I'm Just Like Jesus, They Tell Me...

My son and I just finished the Gospel of Luke. Ideally, we read a few chapters of the Bible together every night, but it's actually more like three to four times a week. Still, we've made it through three

books of the Bible now. He loved the story of Jesus and he remembers details I would never expect a seven-year-old to retain. He loved the post-resurrection appearances of Jesus so much (especially the road to Emmaus) that he has opted to read John next and get the story of our Savior from another angle.

So, anyway.

A new Christian bookstore opened today in an outdoor mall near our house, so he and I went to check it out. As most authors are wont to do, I wandered by the fiction aisle and was pleased to see that they had a couple copies of The Last Con and one copy of Playing Saint. Just then, an employee happened by and said, "Can I help you find anything?"

Thinking I'd be clever or cute or something, I said, "Have you ever read either of these books?"

**Work to complete:**
• 1. Revise the post about reading the Bible with a son, starting at "My son and I" and ending at "from another angle.", with "seven-year-old" changed to "six-year-old".
• 2. In the post about reading the Bible with a son, which book did the son choose to read next?

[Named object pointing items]
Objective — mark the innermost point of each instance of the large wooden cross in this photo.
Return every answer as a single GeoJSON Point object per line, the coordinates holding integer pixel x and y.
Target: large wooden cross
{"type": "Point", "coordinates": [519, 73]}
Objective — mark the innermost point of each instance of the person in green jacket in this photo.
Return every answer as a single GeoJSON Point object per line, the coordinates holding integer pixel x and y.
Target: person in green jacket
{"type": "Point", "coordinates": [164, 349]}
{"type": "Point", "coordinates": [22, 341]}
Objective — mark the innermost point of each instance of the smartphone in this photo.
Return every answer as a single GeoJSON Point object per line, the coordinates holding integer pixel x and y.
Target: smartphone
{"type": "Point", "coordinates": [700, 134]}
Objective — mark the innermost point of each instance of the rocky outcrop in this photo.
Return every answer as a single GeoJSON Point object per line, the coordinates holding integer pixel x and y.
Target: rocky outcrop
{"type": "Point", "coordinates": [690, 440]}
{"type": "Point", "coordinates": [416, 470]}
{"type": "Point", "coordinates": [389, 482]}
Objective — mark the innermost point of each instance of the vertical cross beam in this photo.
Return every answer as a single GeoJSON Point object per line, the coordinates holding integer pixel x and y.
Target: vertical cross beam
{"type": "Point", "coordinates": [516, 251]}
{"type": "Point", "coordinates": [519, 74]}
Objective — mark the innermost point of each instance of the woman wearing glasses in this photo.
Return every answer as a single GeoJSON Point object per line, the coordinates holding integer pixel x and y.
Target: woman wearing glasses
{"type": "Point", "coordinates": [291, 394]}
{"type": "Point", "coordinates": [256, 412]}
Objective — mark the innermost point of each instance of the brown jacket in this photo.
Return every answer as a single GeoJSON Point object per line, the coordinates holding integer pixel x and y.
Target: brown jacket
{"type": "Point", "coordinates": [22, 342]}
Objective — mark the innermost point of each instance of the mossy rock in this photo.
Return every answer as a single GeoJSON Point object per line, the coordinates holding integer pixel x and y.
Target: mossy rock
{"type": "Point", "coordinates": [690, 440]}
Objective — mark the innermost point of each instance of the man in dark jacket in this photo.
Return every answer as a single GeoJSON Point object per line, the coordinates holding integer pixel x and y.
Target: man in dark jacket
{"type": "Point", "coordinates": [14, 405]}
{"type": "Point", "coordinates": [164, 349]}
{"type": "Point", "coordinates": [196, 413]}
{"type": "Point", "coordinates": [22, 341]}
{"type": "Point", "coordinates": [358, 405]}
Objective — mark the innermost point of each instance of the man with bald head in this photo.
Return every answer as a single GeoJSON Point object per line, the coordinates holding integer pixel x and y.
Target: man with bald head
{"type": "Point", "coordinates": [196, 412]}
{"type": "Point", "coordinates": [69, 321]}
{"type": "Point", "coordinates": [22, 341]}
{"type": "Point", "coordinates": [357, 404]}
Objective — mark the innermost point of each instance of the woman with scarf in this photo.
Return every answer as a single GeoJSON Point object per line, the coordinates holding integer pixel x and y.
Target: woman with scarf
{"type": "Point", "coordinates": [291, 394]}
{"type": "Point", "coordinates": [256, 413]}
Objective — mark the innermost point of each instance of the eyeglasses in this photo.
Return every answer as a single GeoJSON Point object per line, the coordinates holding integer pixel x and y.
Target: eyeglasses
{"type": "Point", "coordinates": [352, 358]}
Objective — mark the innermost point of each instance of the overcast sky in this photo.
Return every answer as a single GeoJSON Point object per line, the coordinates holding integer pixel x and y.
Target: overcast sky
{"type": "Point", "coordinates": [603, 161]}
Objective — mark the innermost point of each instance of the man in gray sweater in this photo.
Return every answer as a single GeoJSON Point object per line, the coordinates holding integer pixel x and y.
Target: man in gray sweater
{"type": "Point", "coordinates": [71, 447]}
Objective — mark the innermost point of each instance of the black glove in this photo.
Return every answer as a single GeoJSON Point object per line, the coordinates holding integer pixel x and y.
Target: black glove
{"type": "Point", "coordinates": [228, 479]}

**The replies:**
• 1.
My son and I just finished the Gospel of Luke. Ideally, we read a few chapters of the Bible together every night, but it's actually more like three to four times a week. Still, we've made it through three

books of the Bible now. He loved the story of Jesus and he remembers details I would never expect a six-year-old to retain. He loved the post-resurrection appearances of Jesus so much (especially the road to Emmaus) that he has opted to read John next and get the story of our Savior from another angle.

• 2. John